▶ EXCERPT PROVIDED

----------------------------------------

# First post



## lyttleravyn (May 4, 2008)

Ok, its my first post and I thought I'd start off with pics of my MAC and the rest of my makeup collection. (It's also my first time putting pics in, so bear with me 
	

	
	
		
		

		
			





 )






This is my MAC collection to date






Longwear - Perennial Rose, Femme Forever, Lover's Lust
Lutreglass - Morning Glory
Lipglass - Nymphette
Plushglass - Pretty Plush
Lipstick - New York Apple
Paint - Bare Canvas
Nail Lacquer - Vintage Vamp, Nightfall
Blushcreme - Sweet William, Summer Lily
Kohl Crayon - Powersurge
Paint Pots - Girl Friendly, Bare Study, Indianwood, Rubenesque
Pigments - Mutiny (my first full-size), Golden Lemon, Melon, Teal, Dark Soul, Cornflower, Pink Bronze, Violet, Blue Brown, Kitschmas, All Girl, Jam Session, Deep Blue Green, Fuschia, Maroon, Rose, Naked, Ruby Red, Golden Olive, Silver Fog, Frost






Eyeshadows - (left to right, top to bottom)
Gleam, Nylon, Idol Eyes, Fade
Expensive Pink, Texture, Shale, Petalescent, Girlie, Woodwinked
Sweet Lust, Pink Venus, Trax, Tilt, Flashtrack, Shroom
Satin Taupe, Forgery, Goldmine, Parrot, Greensmoke, Plum Dressing
Phloof!, Cranberry, Vanilla, Honesty, Jest, Knight Divine






Final picture is the whole sha-bam! I got the clear cubes from Staples.com and they hold my makeup perfectly! Brands other than MAC: Bare Escentuals, Smashbox, Stila, Avon, Mary Kay, Mark (I use to sell all 3), Maybelline, Clinique (especially mascara and a red lipstick called Red Hot that is smoking! on me), Urban Decay, Covergirl...probably more but it's late 
	

	
	
		
		

		
		
	


	




 Hope you all enjoy! I'm so glad I found such a big community of fellow 'makeup enthusiasts' :-D

lynn


----------



## Hilly (May 4, 2008)

----------------------------------------

▶ LISTED ENTRIES

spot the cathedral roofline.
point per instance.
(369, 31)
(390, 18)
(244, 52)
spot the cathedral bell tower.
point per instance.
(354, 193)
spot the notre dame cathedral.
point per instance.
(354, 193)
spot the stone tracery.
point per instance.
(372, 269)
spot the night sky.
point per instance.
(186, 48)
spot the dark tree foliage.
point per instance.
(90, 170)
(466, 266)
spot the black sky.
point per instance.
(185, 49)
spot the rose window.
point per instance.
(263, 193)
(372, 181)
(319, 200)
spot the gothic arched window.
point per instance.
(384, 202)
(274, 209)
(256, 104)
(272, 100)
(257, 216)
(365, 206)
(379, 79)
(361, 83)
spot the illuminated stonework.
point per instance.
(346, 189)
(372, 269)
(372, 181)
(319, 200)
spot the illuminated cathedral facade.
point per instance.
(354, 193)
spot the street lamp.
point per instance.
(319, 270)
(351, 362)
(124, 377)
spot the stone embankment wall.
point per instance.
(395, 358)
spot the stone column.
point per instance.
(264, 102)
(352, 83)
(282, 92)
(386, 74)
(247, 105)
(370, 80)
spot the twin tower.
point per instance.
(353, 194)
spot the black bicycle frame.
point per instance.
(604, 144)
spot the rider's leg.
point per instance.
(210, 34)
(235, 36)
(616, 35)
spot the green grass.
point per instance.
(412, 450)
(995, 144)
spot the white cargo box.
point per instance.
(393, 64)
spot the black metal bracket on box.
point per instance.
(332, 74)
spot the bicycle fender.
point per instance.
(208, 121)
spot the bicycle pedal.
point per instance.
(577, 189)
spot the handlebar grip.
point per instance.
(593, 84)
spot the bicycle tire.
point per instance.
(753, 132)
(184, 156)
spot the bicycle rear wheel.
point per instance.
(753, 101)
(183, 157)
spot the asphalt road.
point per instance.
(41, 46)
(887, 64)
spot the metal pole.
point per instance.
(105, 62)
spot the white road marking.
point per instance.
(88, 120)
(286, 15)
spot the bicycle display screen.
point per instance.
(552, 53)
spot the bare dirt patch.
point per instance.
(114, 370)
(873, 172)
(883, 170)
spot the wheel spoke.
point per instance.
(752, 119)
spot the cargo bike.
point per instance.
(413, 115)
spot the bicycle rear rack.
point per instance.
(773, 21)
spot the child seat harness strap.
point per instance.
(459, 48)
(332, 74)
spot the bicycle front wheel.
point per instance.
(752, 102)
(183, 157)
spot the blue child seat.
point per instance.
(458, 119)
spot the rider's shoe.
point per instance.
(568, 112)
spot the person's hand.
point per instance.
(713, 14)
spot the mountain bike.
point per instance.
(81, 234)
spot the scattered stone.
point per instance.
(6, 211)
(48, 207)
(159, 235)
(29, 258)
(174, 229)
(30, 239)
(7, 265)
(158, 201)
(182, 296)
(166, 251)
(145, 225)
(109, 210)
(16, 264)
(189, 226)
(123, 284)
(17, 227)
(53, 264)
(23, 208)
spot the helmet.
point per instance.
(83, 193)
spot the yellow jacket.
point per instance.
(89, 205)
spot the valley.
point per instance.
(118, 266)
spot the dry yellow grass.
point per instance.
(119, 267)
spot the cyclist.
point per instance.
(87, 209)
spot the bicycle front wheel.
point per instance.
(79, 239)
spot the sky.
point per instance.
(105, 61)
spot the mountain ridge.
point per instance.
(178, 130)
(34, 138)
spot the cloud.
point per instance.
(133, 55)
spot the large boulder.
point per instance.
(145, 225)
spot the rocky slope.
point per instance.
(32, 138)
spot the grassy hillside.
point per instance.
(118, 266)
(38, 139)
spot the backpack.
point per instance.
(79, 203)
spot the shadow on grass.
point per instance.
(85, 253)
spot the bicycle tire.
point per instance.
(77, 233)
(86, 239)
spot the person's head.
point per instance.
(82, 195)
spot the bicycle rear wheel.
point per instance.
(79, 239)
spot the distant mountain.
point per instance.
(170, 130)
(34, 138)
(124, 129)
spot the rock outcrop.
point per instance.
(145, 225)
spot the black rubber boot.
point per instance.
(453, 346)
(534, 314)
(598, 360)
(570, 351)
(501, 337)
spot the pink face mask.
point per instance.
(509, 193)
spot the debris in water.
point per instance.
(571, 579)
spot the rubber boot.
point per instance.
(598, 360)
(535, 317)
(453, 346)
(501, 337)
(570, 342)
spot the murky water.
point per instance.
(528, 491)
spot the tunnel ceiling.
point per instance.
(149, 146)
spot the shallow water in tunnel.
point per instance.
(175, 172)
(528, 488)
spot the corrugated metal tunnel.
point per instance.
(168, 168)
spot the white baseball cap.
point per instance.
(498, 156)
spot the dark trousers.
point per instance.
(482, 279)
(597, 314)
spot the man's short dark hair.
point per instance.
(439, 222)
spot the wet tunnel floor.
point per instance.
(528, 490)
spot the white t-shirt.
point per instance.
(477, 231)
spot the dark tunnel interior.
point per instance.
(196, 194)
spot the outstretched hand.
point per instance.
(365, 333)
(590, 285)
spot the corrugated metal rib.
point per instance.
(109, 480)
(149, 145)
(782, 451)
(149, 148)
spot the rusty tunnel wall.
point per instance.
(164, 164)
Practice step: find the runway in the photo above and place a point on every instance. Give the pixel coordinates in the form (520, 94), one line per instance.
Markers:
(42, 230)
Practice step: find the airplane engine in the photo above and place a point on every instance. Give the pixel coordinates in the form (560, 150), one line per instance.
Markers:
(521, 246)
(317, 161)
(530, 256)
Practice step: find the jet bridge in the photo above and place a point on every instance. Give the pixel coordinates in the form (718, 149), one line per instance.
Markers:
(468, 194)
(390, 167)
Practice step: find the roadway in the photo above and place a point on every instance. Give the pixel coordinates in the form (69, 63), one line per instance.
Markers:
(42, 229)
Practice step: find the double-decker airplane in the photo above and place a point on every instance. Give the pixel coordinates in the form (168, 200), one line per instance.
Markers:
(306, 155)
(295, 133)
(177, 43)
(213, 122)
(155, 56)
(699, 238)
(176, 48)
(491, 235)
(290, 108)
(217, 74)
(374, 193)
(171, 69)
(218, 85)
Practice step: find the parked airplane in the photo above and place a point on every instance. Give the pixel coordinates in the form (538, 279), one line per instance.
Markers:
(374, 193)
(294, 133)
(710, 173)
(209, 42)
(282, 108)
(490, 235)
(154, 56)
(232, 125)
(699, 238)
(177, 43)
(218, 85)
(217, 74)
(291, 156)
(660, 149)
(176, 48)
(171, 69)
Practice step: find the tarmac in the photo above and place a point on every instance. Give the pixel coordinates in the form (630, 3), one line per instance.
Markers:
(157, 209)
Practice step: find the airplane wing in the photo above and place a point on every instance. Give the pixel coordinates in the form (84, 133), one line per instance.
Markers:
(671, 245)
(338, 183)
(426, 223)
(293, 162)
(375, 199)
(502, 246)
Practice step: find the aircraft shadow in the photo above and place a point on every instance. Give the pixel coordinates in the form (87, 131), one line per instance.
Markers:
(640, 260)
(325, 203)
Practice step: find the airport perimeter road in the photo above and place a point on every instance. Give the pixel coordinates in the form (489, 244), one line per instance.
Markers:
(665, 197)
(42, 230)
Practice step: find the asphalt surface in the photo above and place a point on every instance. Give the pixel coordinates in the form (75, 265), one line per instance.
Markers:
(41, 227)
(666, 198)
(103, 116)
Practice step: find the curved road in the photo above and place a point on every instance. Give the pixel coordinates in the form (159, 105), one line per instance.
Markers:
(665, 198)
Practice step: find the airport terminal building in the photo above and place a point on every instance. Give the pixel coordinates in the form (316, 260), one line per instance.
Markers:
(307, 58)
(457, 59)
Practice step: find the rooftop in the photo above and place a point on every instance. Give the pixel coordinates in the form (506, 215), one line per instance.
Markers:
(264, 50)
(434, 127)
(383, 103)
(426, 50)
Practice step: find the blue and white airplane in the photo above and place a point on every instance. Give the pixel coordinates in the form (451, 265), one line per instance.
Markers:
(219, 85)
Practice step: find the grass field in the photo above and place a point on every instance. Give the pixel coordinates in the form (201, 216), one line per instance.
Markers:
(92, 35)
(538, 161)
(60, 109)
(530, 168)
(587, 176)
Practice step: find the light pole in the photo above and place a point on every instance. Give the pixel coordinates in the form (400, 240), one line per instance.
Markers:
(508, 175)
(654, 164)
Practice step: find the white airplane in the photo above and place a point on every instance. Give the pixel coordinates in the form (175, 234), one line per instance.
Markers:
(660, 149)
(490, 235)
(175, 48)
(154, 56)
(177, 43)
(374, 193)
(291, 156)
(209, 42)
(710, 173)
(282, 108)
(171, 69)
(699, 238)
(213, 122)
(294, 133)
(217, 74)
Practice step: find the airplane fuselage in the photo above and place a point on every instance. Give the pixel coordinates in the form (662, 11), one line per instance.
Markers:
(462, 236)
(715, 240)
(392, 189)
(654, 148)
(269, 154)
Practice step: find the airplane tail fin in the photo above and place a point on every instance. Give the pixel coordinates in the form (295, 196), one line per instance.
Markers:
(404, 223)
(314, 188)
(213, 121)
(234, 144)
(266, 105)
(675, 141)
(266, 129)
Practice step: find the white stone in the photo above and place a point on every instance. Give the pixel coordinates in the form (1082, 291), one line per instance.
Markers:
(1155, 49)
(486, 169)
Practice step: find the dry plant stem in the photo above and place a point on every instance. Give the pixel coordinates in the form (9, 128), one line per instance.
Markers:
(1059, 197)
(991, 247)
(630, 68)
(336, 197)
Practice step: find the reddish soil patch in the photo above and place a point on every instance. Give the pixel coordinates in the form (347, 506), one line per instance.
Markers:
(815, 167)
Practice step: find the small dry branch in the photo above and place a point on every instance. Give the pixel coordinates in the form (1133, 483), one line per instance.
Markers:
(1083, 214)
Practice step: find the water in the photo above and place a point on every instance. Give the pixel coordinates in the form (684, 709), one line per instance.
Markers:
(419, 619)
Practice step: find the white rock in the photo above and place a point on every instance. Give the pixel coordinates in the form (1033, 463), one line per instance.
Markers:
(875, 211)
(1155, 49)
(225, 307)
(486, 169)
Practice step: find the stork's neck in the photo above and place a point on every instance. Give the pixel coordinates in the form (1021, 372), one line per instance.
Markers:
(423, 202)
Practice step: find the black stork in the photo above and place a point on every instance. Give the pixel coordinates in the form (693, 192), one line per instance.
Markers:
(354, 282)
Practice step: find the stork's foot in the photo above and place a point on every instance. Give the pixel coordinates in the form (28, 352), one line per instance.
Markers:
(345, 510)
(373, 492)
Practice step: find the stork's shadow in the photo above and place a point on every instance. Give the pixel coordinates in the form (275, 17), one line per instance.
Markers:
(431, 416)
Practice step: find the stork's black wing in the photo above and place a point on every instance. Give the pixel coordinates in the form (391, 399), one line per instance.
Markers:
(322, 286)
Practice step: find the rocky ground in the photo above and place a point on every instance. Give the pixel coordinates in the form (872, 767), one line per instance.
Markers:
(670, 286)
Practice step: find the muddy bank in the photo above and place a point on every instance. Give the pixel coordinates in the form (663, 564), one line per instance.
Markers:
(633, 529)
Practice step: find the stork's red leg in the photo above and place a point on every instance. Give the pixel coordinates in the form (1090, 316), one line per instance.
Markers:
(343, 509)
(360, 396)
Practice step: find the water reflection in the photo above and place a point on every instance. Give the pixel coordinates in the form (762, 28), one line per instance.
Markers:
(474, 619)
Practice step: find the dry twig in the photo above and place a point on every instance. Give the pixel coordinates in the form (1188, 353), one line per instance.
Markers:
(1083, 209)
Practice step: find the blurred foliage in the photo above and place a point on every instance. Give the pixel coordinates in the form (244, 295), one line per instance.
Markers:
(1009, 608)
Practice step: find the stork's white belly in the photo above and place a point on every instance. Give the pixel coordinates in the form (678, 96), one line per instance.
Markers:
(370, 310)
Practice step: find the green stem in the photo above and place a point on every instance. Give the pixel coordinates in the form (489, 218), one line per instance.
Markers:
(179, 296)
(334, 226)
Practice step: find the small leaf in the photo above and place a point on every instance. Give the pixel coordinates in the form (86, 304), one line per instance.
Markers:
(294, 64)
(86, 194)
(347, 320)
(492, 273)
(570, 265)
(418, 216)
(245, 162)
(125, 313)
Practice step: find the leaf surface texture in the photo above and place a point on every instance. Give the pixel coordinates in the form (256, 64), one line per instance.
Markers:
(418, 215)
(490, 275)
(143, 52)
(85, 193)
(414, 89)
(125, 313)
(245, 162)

----------------------------------------

▶ REQUIRED WORK
(A) Locate each line in the records that contains the string "mountain", and copy those lines.
(B) Write the next part of the makeup collection thread, picking up after its final line.
The forum thread and the records were taken from unrelated sources.

▶ EXERCISE ANSWERS
(A)
spot the mountain bike.
spot the mountain ridge.
spot the distant mountain.

(B)
ohh nice stuff!


----------



## Twinkle_Twinkle (May 5, 2008)

Nice collection.


----------



## hr44 (May 5, 2008)

really nice! And I love how it's stashed!


----------



## newagetomatoz (May 5, 2008)

Killer collection!!  I love how its like an explosion of color!!


----------



## rabideloise (May 5, 2008)

Sweet! Where did you get all that awesome storage?!


----------



## lyttleravyn (May 7, 2008)

Thanks everyone 
	

	
	
		
		

		
		
	


	




 I usually go a little bolder with my eyeshadows and stay simple with lips.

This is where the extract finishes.